Request> Copy all of the data below word for word, leaving out the pictures.
# # #
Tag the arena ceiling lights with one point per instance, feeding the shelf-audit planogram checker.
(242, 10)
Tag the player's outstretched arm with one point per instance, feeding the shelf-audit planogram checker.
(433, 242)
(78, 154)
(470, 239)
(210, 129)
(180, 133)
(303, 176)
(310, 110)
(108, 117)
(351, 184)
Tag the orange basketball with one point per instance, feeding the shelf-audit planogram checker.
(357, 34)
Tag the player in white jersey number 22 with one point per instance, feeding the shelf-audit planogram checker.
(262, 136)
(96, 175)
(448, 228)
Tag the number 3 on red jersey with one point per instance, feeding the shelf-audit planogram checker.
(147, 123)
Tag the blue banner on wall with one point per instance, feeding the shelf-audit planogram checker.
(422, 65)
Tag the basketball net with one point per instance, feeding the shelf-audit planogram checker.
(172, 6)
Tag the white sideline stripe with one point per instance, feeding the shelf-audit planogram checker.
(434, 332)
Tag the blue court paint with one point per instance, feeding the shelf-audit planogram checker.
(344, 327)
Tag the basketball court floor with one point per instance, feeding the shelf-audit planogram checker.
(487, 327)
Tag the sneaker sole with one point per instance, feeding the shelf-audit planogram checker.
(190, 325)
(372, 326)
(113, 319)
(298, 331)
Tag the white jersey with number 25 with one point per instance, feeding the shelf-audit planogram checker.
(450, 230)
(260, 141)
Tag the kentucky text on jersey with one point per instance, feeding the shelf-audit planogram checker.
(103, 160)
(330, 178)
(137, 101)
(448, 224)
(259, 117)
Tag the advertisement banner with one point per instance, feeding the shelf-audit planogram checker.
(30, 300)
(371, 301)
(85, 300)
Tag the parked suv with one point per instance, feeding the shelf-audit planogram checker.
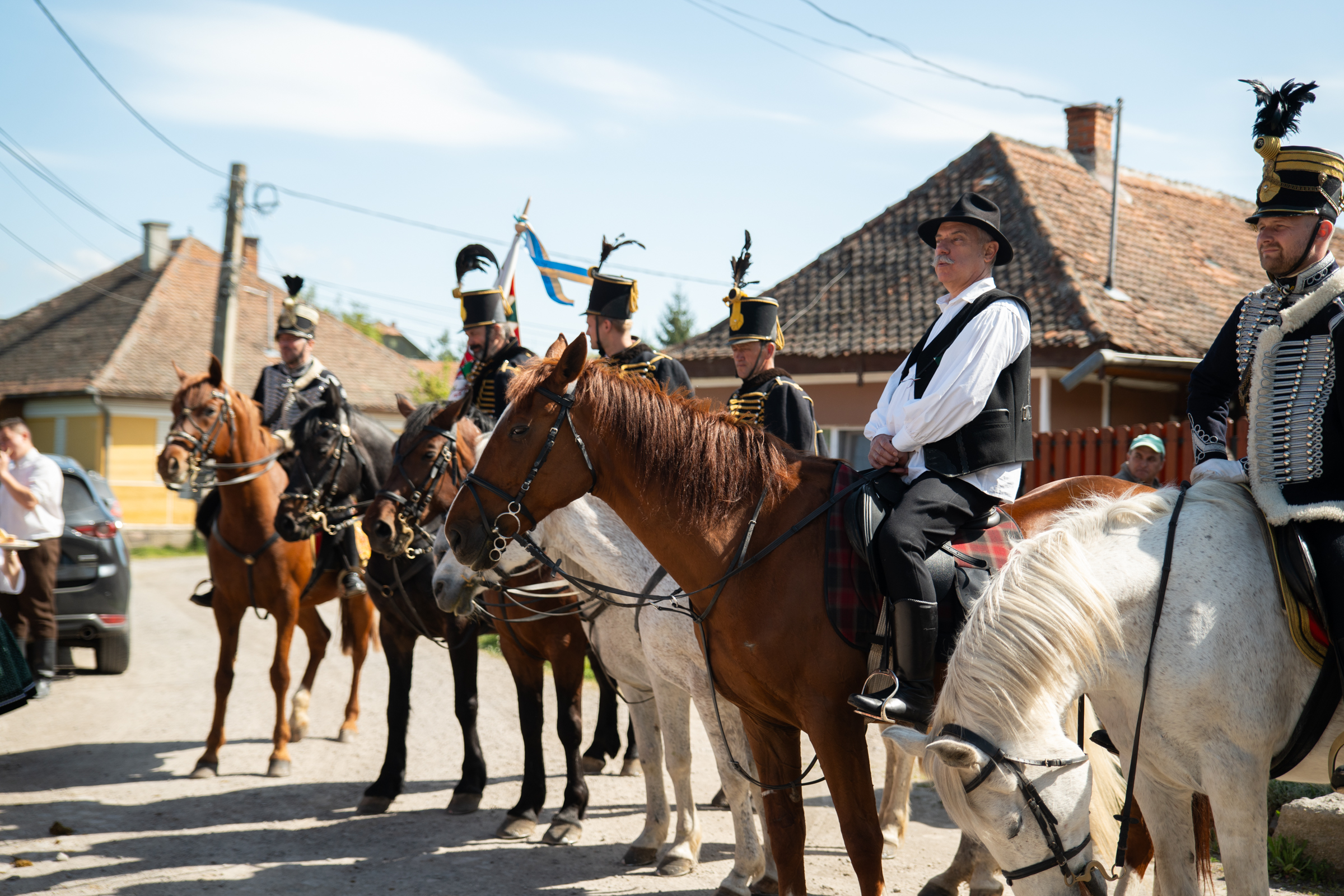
(93, 581)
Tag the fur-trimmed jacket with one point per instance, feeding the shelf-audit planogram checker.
(1277, 356)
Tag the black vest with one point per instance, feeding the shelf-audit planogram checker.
(999, 435)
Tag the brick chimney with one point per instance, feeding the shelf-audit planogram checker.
(1090, 136)
(156, 248)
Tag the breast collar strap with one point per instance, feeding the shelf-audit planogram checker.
(1039, 810)
(516, 504)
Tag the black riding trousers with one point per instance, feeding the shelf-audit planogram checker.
(932, 510)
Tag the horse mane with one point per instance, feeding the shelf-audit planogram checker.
(701, 456)
(1047, 620)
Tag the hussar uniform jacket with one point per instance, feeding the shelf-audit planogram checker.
(774, 402)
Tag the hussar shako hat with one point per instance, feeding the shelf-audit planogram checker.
(612, 296)
(480, 307)
(752, 319)
(1296, 180)
(971, 209)
(296, 318)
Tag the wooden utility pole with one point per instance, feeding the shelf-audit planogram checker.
(226, 298)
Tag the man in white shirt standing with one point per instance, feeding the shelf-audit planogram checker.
(953, 428)
(31, 488)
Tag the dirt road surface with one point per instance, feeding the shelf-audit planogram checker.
(108, 757)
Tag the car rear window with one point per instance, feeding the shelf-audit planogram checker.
(80, 504)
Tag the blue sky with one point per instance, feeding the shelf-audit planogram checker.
(655, 119)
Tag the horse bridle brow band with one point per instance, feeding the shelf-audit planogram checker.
(1039, 810)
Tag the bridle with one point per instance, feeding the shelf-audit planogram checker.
(412, 511)
(200, 446)
(1039, 810)
(515, 501)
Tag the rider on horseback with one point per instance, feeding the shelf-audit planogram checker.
(953, 428)
(284, 391)
(768, 396)
(612, 302)
(1276, 355)
(489, 336)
# # #
Answer to the exercise>
Tag the arena ceiling lights with one point per instance, feeding the shelf-audit planogram checker.
(242, 10)
Tag the player's outstretched arm with one point per instance, feeding the shelf-audit planogram checker.
(433, 242)
(78, 154)
(470, 239)
(210, 129)
(180, 133)
(303, 176)
(310, 110)
(108, 117)
(351, 184)
Tag the orange basketball with one point per instance, feeding the shelf-audit planogram checker.
(357, 34)
Tag the player in white jersey number 22 with one point per instance, feeding the shelf-audit planogram checker.
(262, 136)
(96, 175)
(448, 228)
Tag the number 3 on red jersey with one point per instance, feeding the shelf-audit planogram checker.
(147, 123)
Tag the blue banner on wall with one point per instance, feeding the shelf-audit planogram checker.
(422, 65)
Tag the basketball net with one point per instance, feeding the shelf-audit planogram checker.
(172, 6)
Tag the white sideline stripe with one point per instance, feeding the shelf-audit planogram checker.
(434, 332)
Tag the blue court paint with one point per instance, feeding the shelf-audit planogram checker.
(344, 327)
Tag the basketball court floor with one point per instance, feeding the shelf-audit planogram checker.
(487, 327)
Tag the sneaker sole with one point per instance, feeding the shelf-audit planogram checker.
(190, 325)
(372, 326)
(113, 319)
(298, 331)
Tag the white jersey with number 25 with one point per instance, feeding the shelf-audit planogram checker.
(450, 230)
(260, 141)
Tag the kentucky text on jersey with one point per instance, feeding the shelf-audit planogram checker.
(103, 160)
(330, 178)
(137, 101)
(448, 224)
(259, 117)
Tag the advertisement banner with one point per instance, feeding the shelf-audit planogram checker.
(30, 300)
(371, 301)
(85, 300)
Tag the parked suv with one point per instance, feeding the shelf-audit planogram checker.
(93, 581)
Tag the fur-trimmed jacket with one point per instance, feeding the shelf-audit planogram checker.
(1277, 356)
Tag the black vest with one point per instance, feeding the shelf-audit planogram checker.
(999, 435)
Tag the brick chimney with one point per instance, feeding the shelf-audit planogram checker.
(1090, 136)
(156, 248)
Tag the breast collar strap with one point per instance, feeding the shelf-audit planogram checker.
(1039, 810)
(516, 504)
Tag the black riding trousers with one point per instance, feeding the shelf-audit planogram checker.
(932, 510)
Tag the horse mane with one point per instance, feeding the shelf-audit planogram checker.
(701, 456)
(1047, 620)
Tag the hussar uniform jacket with one point per instance, feeding the shelf-audit planogram checker.
(774, 402)
Tag the hussar shako hat with one point per instance, feeding the shelf-audit planogram checker.
(612, 296)
(480, 307)
(752, 319)
(1296, 180)
(971, 209)
(296, 318)
Tag the wooden utility pole with one point per instance, feeding the shelf-audit planogram checker.
(226, 298)
Tag the man in white shirt standing with one point per instance, feeding the shelf-audit planogram checker.
(953, 428)
(31, 488)
Tag the dirt road surface with one point per instance, feeding the shelf-audit planogram checker.
(108, 757)
Tag the car rear window with one point per instance, feeding the shelf-audit planogram checker.
(80, 504)
Tag the blue sky with one point per instance, feeding the shelf-audit planogram checker.
(655, 119)
Tag the horse bridle brow band with one point per instance, feeding the shelf-audit planogram checker.
(1039, 810)
Tag the bridle with one point per instance, feeding the shelf-audit planogram checker.
(412, 511)
(200, 446)
(1039, 810)
(515, 501)
Tag the rider on horseback with one point per instance, feeding the shelf-audit planogram checker.
(953, 428)
(284, 391)
(768, 396)
(612, 302)
(1276, 355)
(489, 336)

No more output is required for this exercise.